• _TASK BRIEF_
Top to bottom, output the entries that follow exactly.
*** Block opens ***
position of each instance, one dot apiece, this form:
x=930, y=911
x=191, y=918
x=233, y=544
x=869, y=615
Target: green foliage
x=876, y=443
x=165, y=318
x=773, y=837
*** Block closes ***
• _WRITTEN RESPONSE_
position of each instance, one dot apiece, this form:
x=930, y=911
x=191, y=918
x=233, y=544
x=869, y=615
Target: green foliage
x=876, y=443
x=165, y=318
x=773, y=837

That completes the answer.